=== RECORDS SUPPLIED ===
────────────────

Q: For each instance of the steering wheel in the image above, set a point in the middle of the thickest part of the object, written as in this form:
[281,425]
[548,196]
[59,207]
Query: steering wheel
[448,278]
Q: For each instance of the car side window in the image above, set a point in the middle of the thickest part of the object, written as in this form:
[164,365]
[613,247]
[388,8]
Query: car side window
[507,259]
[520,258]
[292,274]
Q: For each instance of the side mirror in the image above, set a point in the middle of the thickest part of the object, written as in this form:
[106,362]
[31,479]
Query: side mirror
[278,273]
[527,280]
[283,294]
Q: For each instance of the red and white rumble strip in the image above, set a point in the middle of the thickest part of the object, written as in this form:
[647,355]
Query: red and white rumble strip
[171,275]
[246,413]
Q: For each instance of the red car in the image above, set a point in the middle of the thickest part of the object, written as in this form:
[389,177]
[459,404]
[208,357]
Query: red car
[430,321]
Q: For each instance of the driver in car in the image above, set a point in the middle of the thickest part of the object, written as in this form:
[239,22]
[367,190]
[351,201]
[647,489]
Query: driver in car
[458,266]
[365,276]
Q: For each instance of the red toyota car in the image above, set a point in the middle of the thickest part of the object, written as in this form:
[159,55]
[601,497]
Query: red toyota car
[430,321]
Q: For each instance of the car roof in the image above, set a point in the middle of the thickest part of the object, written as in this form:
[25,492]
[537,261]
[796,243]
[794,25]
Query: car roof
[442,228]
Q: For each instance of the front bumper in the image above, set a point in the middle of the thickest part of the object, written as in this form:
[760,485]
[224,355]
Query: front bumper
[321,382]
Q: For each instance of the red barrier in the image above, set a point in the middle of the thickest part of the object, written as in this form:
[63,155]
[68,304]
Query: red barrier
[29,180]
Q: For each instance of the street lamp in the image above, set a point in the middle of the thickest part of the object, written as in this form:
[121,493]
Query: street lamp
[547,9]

────────────────

=== ASSIGNED TASK ===
Each line of the data must come back exactly as written.

=== WRITTEN RESPONSE ===
Q: For each instance of the steering wheel in the image above, set a point in the middle of the thickest part of the object, written as in this form:
[281,425]
[548,196]
[59,207]
Query: steering wheel
[448,278]
Q: For each instance of the car side window in the image above, set a point in the middle of the thickest part of the object, written as in this form:
[164,365]
[613,247]
[388,8]
Query: car side window
[507,259]
[520,258]
[292,274]
Q: For each instance of the side mirror in the image above, set a point in the middle of the thickest part of the object, written as in this form:
[106,362]
[31,479]
Query: side mirror
[278,273]
[527,280]
[283,294]
Q: For each instance of the red and white rumble strip in the image above, set a point in the middle of the thickest part of the object, written as in this form:
[647,355]
Query: red and white rumble strip
[171,275]
[246,413]
Q: For each instance of the red car in the image above, set a point in the middle of the thickest part of the object, written as in this form:
[389,177]
[459,404]
[208,357]
Query: red car
[430,321]
Q: For each instance of the driver in car in the image above, set a point in the middle of the thickest part of the object, written as in this form:
[239,22]
[367,190]
[351,201]
[647,489]
Query: driver in car
[458,266]
[365,276]
Q: For each instance of the red toyota car in the image above, set a point in the middle of the thickest part of the object, written as in this form:
[159,55]
[601,497]
Query: red toyota car
[430,321]
Q: For each instance of the car roof in the image above, set a point in the middle of the thickest part of the object, written as in this form:
[25,492]
[537,261]
[796,243]
[794,25]
Query: car roof
[442,228]
Q: For each instance of the front bumper in the image above, set a point in the middle of the thickest part of the object, written as in this form:
[760,485]
[224,355]
Query: front bumper
[321,382]
Q: For each instance of the red barrier in the image above, set a point in the middle of the thickest part of the object, written as in this form:
[63,155]
[68,304]
Query: red barrier
[29,180]
Q: For each instance of the street lamp in the image above, set a point in the middle of the thickest part of the object, written as in this form:
[121,493]
Query: street lamp
[547,9]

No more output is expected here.